**DATA IN THIS EXERCISE**
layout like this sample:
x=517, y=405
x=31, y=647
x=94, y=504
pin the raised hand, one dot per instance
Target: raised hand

==

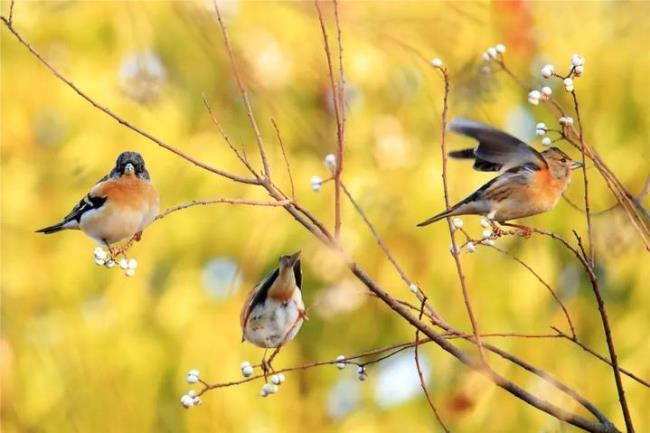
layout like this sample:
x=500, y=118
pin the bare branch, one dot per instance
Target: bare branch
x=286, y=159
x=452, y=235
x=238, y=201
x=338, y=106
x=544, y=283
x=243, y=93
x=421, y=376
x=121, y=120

**EXERCISE DETAILS**
Which lines of the material above contain the word "Target"? Gather each of them and copy it out in full.

**RESULT FOR THIS TASK**
Target: raised hand
Target: bare branch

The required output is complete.